Rewrite all of the data below as a numbered list with no blank lines, and leave the pictures out of your answer.
_ _ _ _ _ _ _
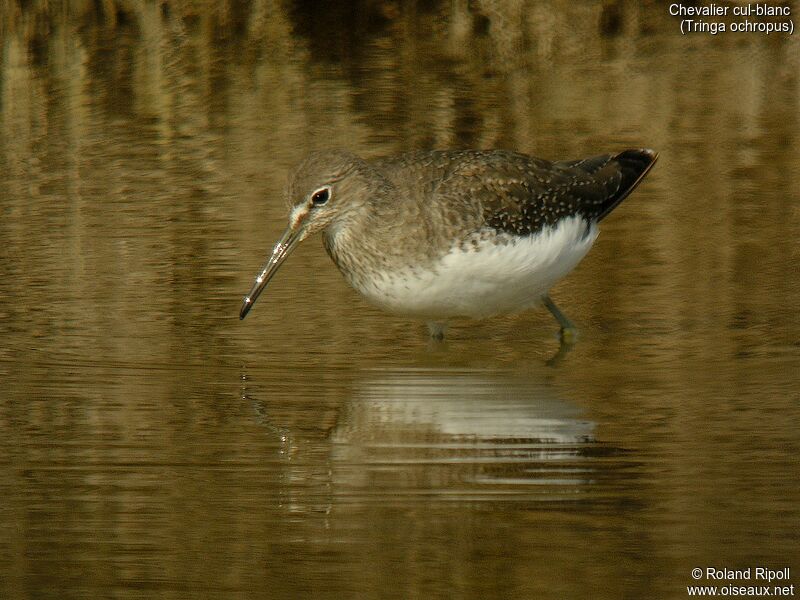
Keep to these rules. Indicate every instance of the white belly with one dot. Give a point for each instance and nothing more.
(488, 280)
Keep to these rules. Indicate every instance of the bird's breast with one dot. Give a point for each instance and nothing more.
(479, 276)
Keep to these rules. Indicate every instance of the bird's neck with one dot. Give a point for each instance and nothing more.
(382, 234)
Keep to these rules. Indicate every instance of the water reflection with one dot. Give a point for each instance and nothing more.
(442, 435)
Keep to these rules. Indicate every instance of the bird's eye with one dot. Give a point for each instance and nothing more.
(320, 197)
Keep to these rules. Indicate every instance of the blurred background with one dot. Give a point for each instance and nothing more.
(151, 444)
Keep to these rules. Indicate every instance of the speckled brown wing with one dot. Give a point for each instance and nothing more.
(520, 195)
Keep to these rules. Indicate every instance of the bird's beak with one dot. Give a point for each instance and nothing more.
(280, 252)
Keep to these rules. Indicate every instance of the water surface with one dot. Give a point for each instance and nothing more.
(152, 445)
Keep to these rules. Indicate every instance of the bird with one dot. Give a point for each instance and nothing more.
(440, 234)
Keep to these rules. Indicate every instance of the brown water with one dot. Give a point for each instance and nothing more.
(152, 445)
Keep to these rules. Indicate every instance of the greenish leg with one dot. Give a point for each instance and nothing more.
(569, 333)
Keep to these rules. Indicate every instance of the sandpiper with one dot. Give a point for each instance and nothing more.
(442, 234)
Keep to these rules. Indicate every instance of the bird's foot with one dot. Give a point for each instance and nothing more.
(437, 330)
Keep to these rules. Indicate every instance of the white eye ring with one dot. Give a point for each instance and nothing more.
(321, 196)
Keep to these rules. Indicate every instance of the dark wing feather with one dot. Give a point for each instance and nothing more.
(519, 194)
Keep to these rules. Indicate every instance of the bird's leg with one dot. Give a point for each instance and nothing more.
(569, 333)
(437, 329)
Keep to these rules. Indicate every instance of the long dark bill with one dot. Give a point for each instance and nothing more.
(282, 250)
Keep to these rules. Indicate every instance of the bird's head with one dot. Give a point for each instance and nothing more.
(323, 190)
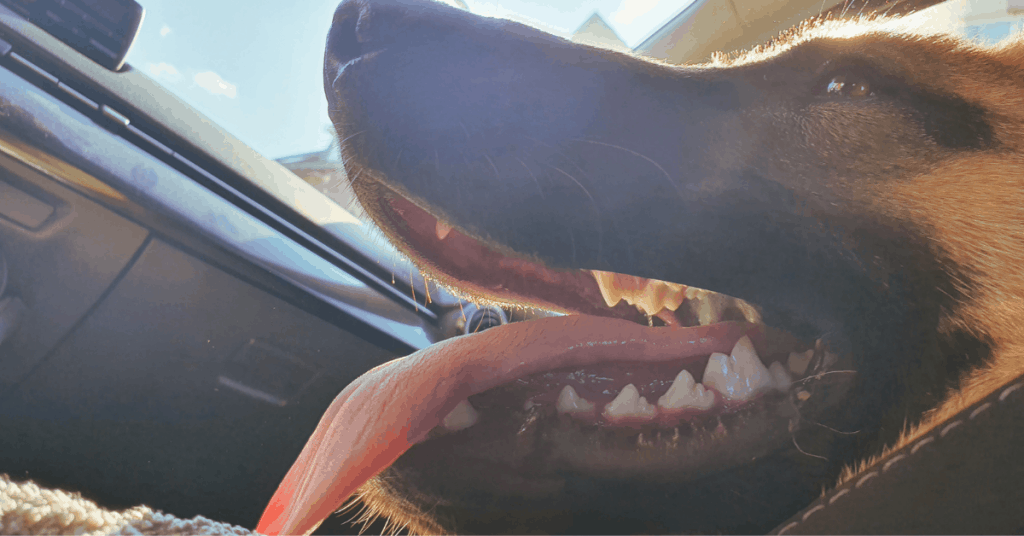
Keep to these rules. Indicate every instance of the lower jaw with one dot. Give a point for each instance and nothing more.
(538, 444)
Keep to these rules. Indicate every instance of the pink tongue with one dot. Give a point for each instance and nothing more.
(381, 414)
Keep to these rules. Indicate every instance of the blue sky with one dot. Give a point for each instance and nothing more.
(254, 67)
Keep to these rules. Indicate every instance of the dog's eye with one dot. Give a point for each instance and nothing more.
(846, 85)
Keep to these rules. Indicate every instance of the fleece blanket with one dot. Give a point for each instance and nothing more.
(28, 508)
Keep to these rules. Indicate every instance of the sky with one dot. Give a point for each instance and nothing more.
(254, 67)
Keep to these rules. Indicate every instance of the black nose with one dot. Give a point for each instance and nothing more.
(361, 27)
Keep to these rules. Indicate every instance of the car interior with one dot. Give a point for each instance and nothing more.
(177, 311)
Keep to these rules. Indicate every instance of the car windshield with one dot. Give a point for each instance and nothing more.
(255, 68)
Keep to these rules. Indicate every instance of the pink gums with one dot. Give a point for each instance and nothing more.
(384, 412)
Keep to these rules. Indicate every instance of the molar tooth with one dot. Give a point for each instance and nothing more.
(629, 403)
(462, 417)
(441, 231)
(798, 361)
(686, 393)
(739, 376)
(779, 376)
(570, 402)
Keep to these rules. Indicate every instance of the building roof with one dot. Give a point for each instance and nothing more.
(596, 32)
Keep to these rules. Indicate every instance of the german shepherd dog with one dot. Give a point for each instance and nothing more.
(774, 265)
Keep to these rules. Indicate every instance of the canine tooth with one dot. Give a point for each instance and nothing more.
(686, 393)
(779, 376)
(441, 230)
(462, 417)
(629, 403)
(739, 376)
(798, 361)
(570, 402)
(606, 284)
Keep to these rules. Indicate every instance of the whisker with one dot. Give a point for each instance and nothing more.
(493, 166)
(818, 375)
(342, 142)
(531, 175)
(834, 429)
(572, 178)
(802, 451)
(634, 153)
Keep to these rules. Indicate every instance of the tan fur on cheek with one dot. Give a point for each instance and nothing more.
(974, 207)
_ _ _ _ _ _ _
#### Answer to this task:
1. Keep to these rules. Indicate every instance of the white belly with one dot. Give a point for each instance and nothing more.
2. (488, 280)
3. Keep to these rules. Indicate every instance of the bird's breast with one dot. Give a point for each instance and nothing more.
4. (479, 276)
5. Keep to these rules. Indicate every instance of the bird's neck with one dot. Give a point for each instance and nothing more.
6. (382, 234)
7. Keep to these rules. Indicate every instance of the water reflection with one dot. Give a point for each instance and nothing more.
8. (442, 435)
9. Keep to these rules. Indicate every instance of the bird's eye with one dot. Give a point for each instance and nothing more.
10. (320, 197)
11. Keep to these rules. Indicate every instance of the blurred background with one dot. Give a point for each instance and nothing more.
12. (151, 444)
13. Keep to these rules. Indicate every instance of the speckled brown wing with one dot. Give a point for each instance and nothing more.
14. (520, 195)
15. Keep to these rules. Indicate every instance of the bird's beak with one dot. Give a point for each instance and nothing more.
16. (280, 252)
17. Keep to these rules. Indicate every instance of the water surface with one dot. Give a point for each instance and nothing more.
18. (152, 445)
19. Keep to these rules. Indicate every instance of the bird with one dot. Give a point for each instance and nothing more.
20. (440, 234)
21. Keep to these rules. Indicate every instance of the brown water with one dot. Give a point for each instance and nothing more.
22. (152, 445)
23. Keep to these rules. Indicate every instance of the greenish leg with one dot. Give a point for each instance and nothing more.
24. (569, 333)
25. Keep to these rules. Indicate every instance of the sandpiper with one dot. Give a point for each instance and nothing more.
26. (442, 234)
27. Keep to these rules. Indicate every instance of the bird's foot with one dot. Give a point for each instance and nothing more.
28. (437, 330)
29. Keep to these rules. Indicate every instance of the white eye ring with one dot. Give a point for each instance and nothing more.
30. (321, 196)
31. Keep to these rules. Indicate every instance of the dark wing feather with one dot. Give a point for each instance and nothing more.
32. (519, 194)
33. Keep to these rules. Indicate every instance of the bird's leg with one dot. Give a point for each instance and nothing more.
34. (569, 333)
35. (437, 329)
36. Keep to these rules. Indicate every instance of the long dark bill with one dot. Give a point for each instance and nothing more.
37. (282, 250)
38. Keep to these rules. Indicate every instance of the bird's head with one dot. Give a point for each instance and nothing more.
39. (323, 190)
40. Keep to these rules. Indicate every instance of the lower jaw with one dot. Give a point for each instance and nothing more.
41. (538, 444)
42. Keep to these rules. Indicate every instance of the pink tongue with one dot. Give a point for each instance and nothing more.
43. (381, 414)
44. Keep to these rules. Indicate every instance of the blue sky with one dot. Give a point for each instance and nothing more.
45. (254, 67)
46. Keep to these rules. Indicate every instance of the dog's eye with one dot. Give a point for each instance and nothing more.
47. (846, 85)
48. Keep to these rules. Indicate every instance of the fleece blanket with one dot. Give a point for each instance and nothing more.
49. (28, 508)
50. Keep to these rules. Indicate every instance of the sky with one dot. Give a point for each instance and nothing more.
51. (254, 67)
52. Keep to these rules. Indicate every instance of the black nose with one dot. Give a point for each instance and nothing more.
53. (361, 27)
54. Keep to these rules. Indicate every instance of the car interior with one dot. Give a point for each instance and nothing more.
55. (177, 311)
56. Keep to these rules. Indicate every instance of the car windshield with one dot. Give a point for each instance and nothing more.
57. (255, 68)
58. Keep to these rules. Indicate every instance of the pink gums with one dot. Give a point for each instance and nothing more.
59. (384, 412)
60. Keep to these rules. Indicate every instance of the molar tooth with one dot. Give a point for each instance and nothing more.
61. (629, 403)
62. (462, 417)
63. (441, 231)
64. (798, 361)
65. (686, 393)
66. (739, 376)
67. (779, 376)
68. (570, 402)
69. Keep to these rules. Indicate every instance of the building roof with one dot. Give a point for each instance and nothing more.
70. (596, 32)
71. Keep to these rules. Indicate every instance of the german shepherd dog with one dot. Give a point for each instance and nothing more.
72. (774, 265)
73. Keep to these rules. Indicate every instance of the canine tooth with one dot. Give a point for each instance and nothing more.
74. (686, 393)
75. (779, 376)
76. (441, 230)
77. (462, 417)
78. (629, 403)
79. (739, 376)
80. (798, 361)
81. (570, 402)
82. (606, 284)
83. Keep to these rules. Indicate every instance of the whisker with one dot. Give a point for each instance and nothing more.
84. (493, 166)
85. (818, 375)
86. (342, 142)
87. (531, 175)
88. (834, 429)
89. (572, 178)
90. (802, 451)
91. (634, 153)
92. Keep to these rules. Indicate every instance of the tan fur on cheek with one dot. Give a point for each instance and nothing more.
93. (974, 207)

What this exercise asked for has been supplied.